(What is asked): Locate the line that contains "Locate every instance of the leafy". Print it and every subsequent line through the final line of the records, exactly and only those.

═════ Records supplied

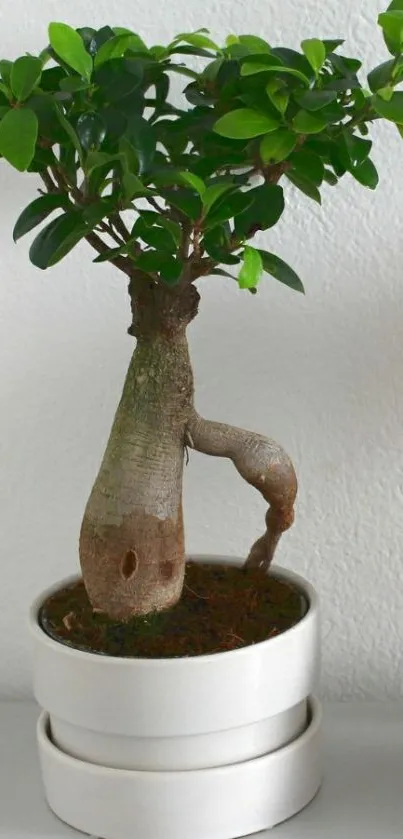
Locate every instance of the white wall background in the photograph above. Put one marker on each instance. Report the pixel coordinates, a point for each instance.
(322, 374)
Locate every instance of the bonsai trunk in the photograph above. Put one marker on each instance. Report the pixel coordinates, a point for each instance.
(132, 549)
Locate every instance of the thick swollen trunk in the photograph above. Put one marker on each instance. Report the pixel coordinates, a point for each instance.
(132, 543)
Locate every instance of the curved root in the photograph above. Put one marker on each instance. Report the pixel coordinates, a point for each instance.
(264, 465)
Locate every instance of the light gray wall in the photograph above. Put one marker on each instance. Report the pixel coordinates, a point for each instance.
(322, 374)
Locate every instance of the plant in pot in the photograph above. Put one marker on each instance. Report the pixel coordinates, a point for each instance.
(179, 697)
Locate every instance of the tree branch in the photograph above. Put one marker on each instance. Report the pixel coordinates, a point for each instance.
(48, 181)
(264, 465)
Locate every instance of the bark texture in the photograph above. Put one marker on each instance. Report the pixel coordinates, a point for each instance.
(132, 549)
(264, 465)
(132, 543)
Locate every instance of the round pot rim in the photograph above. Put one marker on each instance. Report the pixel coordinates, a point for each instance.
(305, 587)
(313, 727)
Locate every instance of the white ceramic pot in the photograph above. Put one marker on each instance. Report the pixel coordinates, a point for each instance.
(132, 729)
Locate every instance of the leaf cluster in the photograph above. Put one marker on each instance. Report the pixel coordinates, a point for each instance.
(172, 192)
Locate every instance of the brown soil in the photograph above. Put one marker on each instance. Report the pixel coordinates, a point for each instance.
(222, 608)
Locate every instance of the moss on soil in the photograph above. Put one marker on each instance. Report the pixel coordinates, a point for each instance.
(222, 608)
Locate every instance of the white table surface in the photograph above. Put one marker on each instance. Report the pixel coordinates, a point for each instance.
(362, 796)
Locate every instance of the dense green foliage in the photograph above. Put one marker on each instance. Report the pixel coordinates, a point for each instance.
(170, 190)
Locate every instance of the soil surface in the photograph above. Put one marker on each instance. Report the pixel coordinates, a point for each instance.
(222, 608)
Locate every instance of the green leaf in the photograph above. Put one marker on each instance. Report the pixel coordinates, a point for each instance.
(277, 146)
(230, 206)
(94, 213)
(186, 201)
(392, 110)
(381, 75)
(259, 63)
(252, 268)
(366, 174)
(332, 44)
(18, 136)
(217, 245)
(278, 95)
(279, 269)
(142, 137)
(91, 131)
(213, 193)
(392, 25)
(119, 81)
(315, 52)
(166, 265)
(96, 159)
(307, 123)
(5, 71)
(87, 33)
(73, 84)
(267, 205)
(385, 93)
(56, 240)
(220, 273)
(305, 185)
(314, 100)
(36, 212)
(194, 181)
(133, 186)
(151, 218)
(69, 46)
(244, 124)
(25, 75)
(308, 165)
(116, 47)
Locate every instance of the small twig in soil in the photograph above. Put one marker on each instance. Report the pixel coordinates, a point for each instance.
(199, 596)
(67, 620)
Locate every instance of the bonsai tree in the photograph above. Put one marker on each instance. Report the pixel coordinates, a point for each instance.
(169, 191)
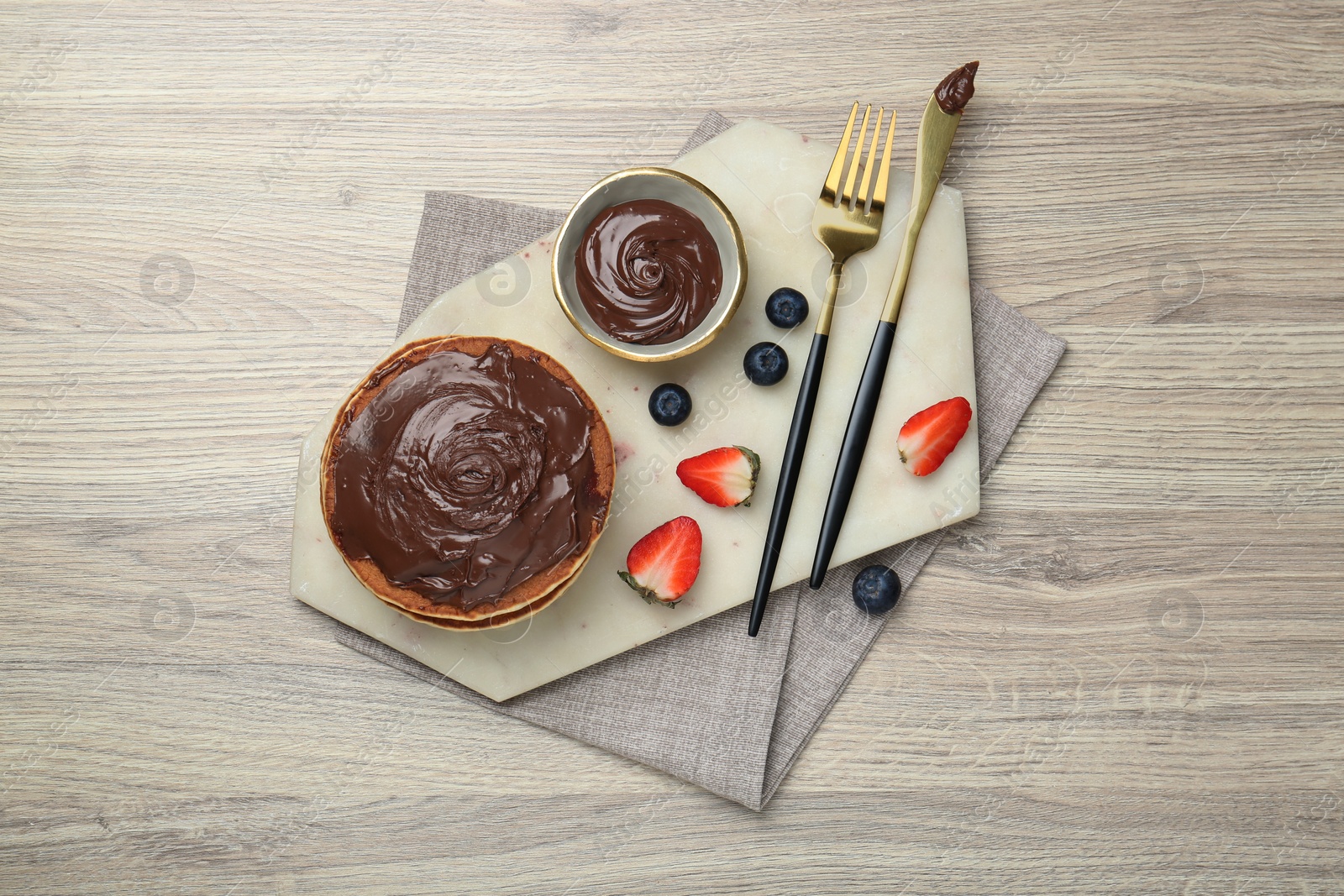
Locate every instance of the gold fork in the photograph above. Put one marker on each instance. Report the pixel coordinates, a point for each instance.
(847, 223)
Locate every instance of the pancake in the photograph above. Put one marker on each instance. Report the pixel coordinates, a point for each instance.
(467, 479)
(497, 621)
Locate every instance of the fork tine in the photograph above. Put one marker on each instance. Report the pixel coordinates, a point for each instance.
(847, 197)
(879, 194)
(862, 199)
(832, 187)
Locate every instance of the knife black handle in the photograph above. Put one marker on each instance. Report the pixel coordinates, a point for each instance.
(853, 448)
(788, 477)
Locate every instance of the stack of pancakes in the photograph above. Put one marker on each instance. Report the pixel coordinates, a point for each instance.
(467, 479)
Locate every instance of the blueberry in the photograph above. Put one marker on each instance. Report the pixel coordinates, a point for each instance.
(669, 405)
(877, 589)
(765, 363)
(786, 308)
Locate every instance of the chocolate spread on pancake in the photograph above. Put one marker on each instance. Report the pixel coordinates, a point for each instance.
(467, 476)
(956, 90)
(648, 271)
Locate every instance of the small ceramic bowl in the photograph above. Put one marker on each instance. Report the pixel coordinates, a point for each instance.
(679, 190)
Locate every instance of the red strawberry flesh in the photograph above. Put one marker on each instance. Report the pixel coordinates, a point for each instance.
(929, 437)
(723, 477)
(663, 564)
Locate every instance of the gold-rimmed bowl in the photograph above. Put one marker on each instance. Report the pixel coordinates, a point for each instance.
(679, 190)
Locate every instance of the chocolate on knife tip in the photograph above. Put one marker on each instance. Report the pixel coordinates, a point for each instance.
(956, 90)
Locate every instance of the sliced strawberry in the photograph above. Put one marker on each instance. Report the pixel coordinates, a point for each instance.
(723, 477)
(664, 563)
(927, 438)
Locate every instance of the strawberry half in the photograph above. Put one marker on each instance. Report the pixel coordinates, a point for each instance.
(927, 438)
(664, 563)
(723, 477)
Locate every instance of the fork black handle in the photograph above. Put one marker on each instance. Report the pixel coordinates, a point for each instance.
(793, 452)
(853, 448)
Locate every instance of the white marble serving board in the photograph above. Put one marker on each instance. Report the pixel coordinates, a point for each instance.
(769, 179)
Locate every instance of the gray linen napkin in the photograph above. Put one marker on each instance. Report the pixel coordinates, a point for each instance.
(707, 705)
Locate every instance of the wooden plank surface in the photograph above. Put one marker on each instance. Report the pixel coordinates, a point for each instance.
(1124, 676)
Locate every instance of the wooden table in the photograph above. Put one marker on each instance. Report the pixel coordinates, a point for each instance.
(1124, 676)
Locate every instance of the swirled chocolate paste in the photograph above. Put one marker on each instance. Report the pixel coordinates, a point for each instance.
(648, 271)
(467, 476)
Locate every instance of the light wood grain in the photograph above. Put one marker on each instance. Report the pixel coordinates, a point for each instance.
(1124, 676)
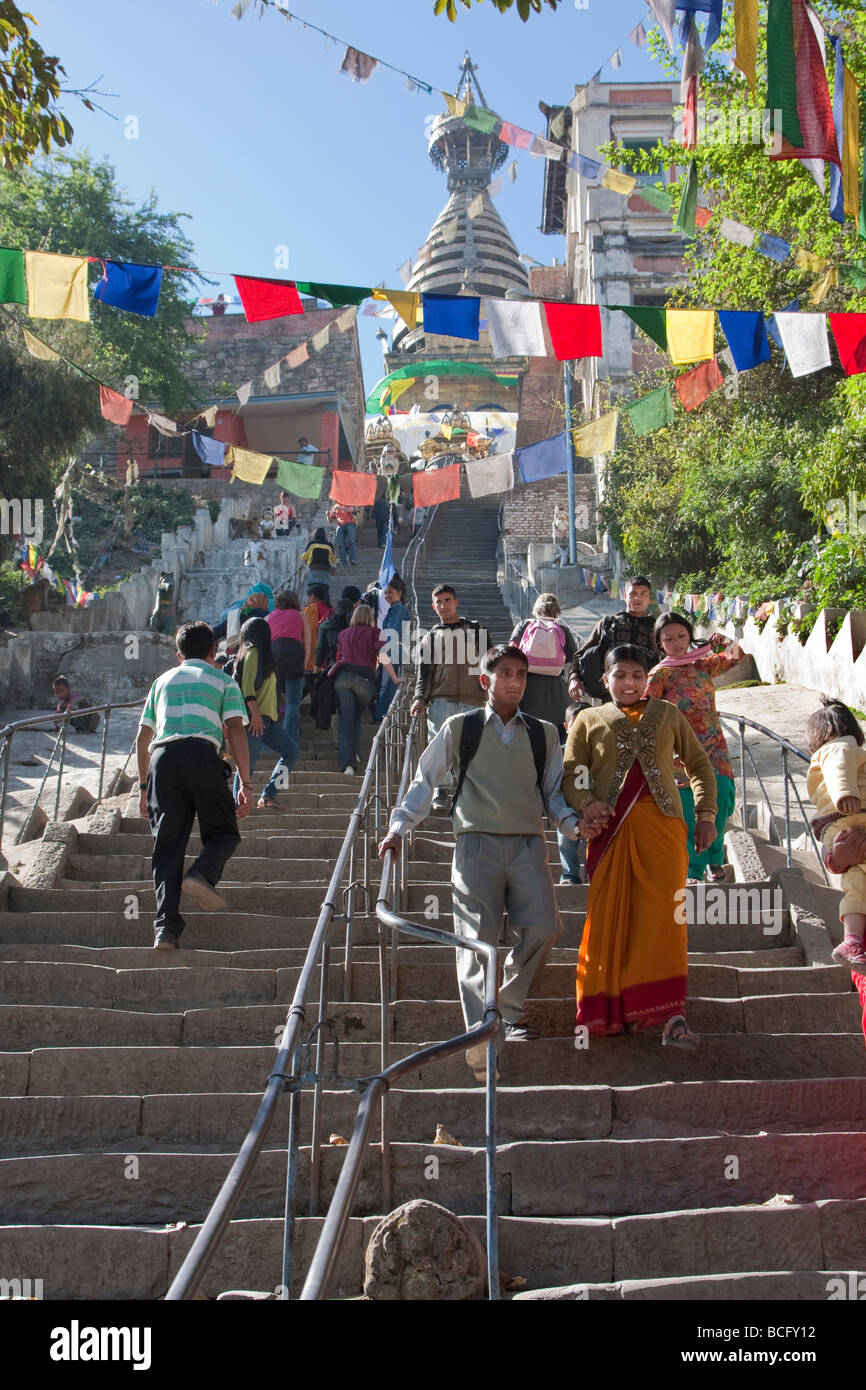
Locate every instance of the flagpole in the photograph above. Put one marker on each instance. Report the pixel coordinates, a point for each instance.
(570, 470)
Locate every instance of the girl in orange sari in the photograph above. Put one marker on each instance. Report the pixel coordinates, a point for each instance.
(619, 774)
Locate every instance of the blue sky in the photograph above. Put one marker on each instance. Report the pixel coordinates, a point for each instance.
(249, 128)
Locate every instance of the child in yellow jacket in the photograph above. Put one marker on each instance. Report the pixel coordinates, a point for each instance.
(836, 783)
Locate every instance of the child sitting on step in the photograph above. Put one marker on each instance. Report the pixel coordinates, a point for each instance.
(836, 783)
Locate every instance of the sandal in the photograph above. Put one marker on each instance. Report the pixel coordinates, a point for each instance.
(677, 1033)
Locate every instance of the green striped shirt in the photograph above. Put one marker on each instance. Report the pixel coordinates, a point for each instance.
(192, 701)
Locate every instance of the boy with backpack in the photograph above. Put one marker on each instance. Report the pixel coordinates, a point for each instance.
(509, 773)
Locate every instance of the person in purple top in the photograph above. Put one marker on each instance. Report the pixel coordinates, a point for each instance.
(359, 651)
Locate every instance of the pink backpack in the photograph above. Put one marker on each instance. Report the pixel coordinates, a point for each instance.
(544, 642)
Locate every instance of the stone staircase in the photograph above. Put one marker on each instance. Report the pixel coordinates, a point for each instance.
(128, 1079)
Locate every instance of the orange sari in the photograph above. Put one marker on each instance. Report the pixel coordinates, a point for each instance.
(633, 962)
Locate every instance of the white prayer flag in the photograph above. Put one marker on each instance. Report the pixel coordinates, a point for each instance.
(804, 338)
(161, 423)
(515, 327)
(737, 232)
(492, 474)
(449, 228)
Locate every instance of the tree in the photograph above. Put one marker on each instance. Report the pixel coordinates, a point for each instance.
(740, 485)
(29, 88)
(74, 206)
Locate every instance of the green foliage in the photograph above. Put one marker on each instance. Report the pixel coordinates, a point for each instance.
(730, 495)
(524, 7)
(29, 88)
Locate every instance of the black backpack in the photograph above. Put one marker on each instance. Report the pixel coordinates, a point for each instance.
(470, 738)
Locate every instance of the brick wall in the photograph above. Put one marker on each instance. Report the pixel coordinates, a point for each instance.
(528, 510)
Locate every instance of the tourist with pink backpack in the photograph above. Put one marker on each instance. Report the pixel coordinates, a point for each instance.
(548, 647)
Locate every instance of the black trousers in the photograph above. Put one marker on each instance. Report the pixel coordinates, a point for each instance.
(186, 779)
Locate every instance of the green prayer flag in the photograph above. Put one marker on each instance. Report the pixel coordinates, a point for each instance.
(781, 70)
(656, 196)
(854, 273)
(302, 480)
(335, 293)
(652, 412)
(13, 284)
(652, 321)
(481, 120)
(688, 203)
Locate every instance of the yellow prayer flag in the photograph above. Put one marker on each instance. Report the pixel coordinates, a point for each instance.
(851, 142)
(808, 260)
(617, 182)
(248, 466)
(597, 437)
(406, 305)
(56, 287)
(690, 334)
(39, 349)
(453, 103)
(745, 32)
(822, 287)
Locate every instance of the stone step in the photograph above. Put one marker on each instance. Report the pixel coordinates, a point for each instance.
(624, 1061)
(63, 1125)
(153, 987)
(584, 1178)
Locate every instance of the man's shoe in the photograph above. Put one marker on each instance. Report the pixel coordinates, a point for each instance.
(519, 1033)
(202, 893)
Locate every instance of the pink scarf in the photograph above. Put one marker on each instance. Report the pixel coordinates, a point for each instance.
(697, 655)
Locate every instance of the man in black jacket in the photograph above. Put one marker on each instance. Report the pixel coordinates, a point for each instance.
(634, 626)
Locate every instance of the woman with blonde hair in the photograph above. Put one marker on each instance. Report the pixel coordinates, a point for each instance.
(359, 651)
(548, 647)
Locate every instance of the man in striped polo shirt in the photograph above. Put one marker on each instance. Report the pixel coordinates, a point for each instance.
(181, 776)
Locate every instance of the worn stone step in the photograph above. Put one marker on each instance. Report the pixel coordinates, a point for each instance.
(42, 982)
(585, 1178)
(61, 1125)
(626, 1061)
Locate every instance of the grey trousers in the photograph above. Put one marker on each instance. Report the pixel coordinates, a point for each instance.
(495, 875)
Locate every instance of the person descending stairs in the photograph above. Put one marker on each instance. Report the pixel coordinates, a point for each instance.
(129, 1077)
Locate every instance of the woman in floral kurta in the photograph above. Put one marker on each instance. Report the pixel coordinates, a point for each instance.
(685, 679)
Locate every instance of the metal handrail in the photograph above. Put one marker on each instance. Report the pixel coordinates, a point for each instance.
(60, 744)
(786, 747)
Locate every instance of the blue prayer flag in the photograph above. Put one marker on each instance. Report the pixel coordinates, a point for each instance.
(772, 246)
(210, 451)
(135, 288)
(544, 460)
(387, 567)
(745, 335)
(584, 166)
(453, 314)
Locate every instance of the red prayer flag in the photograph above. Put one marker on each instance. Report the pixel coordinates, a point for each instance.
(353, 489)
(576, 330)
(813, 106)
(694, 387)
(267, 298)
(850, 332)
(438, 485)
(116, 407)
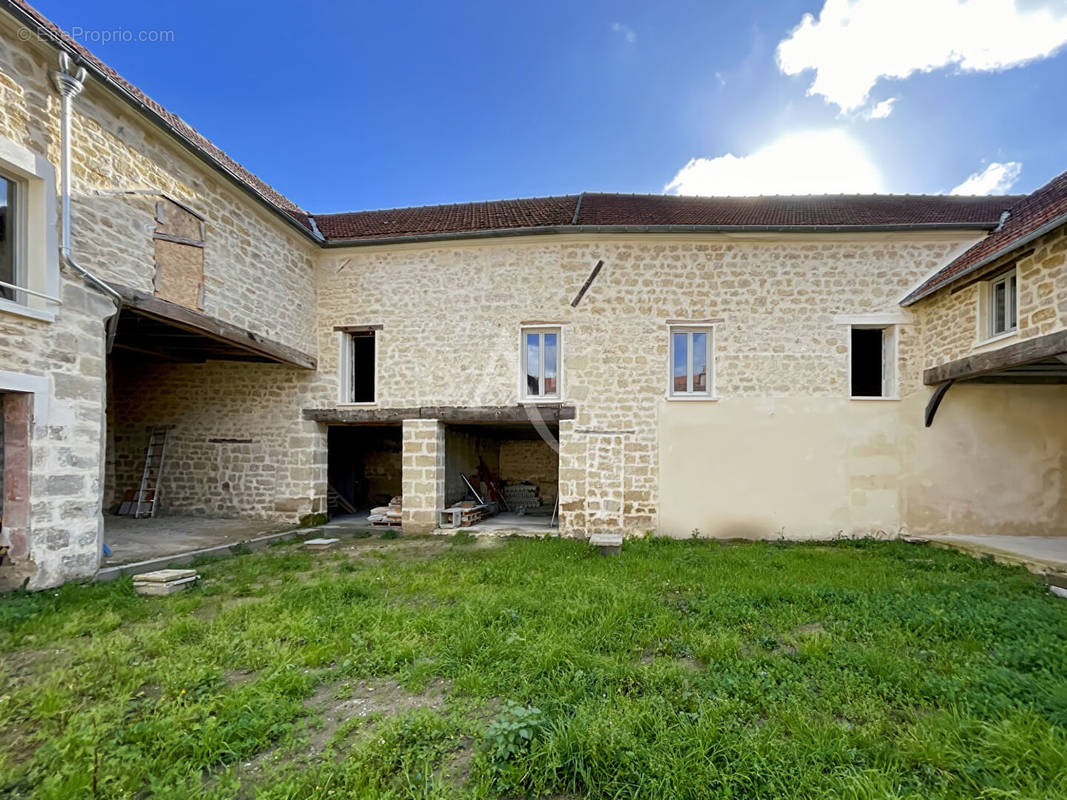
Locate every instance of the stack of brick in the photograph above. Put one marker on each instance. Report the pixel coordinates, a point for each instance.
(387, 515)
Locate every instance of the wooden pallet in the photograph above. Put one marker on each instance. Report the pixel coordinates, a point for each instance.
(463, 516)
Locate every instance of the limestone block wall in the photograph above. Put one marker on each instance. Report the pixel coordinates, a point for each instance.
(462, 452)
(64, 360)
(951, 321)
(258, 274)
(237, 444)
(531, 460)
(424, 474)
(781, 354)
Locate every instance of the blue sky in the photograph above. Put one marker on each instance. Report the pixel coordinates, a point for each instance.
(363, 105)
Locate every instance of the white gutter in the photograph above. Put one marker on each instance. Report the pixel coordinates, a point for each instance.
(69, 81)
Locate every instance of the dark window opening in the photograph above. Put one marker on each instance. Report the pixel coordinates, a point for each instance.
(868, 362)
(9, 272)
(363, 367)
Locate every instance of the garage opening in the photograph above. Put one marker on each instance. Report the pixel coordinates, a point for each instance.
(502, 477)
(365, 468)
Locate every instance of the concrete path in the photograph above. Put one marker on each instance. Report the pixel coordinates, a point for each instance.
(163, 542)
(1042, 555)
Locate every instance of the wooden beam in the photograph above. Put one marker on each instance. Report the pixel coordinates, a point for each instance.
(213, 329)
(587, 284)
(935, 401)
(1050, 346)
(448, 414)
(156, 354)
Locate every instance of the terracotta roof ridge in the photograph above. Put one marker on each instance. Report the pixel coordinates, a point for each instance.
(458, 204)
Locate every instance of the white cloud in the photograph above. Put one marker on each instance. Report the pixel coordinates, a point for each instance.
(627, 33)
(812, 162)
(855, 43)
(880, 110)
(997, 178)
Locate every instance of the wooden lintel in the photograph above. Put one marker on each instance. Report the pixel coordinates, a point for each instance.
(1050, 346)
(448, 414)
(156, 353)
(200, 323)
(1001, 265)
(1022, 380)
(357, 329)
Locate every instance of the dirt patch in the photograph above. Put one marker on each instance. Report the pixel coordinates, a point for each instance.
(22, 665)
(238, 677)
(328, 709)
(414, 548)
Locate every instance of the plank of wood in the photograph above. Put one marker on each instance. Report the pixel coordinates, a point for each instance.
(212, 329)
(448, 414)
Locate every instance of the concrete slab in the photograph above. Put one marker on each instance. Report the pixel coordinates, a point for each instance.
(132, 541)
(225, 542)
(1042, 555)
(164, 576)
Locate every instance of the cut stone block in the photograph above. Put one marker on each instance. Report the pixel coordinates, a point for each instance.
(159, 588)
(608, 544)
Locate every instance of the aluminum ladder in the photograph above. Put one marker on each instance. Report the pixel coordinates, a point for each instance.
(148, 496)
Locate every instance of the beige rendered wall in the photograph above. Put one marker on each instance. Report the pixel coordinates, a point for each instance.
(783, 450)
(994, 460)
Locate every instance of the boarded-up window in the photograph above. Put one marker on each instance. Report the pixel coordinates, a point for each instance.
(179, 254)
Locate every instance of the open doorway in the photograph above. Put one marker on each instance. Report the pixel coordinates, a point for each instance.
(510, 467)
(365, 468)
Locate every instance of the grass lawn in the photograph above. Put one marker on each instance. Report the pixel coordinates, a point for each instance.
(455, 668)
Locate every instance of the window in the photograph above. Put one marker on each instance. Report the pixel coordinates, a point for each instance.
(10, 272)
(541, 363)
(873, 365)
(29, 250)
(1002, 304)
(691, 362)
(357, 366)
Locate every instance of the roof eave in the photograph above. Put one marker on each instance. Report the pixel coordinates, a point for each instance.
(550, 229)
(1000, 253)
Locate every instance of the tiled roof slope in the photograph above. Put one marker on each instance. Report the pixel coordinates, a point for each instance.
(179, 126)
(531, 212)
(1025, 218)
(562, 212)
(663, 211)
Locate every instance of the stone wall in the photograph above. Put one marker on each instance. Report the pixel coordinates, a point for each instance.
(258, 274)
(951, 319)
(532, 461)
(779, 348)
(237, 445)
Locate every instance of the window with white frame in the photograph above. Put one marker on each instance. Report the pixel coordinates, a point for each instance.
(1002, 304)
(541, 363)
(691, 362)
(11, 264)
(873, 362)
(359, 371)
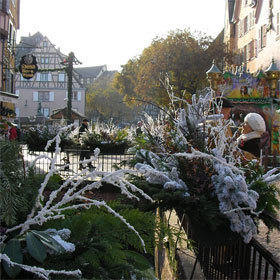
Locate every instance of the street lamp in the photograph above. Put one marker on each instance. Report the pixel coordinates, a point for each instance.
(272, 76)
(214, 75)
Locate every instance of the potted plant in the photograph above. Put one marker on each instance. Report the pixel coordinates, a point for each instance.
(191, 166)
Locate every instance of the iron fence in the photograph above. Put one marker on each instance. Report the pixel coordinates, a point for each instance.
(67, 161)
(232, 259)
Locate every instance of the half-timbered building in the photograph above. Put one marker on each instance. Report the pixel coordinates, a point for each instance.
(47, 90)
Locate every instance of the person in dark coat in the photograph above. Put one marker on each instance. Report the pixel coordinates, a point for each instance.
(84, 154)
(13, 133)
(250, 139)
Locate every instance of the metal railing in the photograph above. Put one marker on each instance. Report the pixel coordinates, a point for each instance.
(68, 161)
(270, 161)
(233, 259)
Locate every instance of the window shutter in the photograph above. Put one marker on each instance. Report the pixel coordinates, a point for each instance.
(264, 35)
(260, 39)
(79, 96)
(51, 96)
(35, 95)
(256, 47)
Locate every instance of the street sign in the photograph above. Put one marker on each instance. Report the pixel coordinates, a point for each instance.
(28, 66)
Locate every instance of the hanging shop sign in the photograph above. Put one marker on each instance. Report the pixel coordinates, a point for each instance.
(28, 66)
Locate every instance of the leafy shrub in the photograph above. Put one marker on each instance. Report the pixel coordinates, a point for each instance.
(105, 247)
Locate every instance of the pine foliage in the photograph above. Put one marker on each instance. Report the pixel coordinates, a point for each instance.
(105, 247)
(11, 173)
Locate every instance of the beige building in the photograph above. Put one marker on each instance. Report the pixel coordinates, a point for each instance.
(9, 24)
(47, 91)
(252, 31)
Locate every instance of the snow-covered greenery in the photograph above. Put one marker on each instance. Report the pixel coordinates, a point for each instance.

══════════

(Final result):
Locate every instance of the leafy shrub in the photograph above. Put one marker on each instance. Report the pixel coordinates, a point for each instance.
(105, 247)
Locate every instance of the pine foliage in the photograph above. Put one marker on each instance. Report the pixel coordinates, a point for each instance.
(105, 247)
(11, 173)
Locate every instance of the beige building in the photograph above. Put one marker on each instance. Report the pixel coordinates, a point for each instance.
(9, 24)
(47, 91)
(252, 31)
Locate every instance of the snow-covered greenery in the photograph above. Put one marker on each instance. Report the pixel coordinates, a point for each instance.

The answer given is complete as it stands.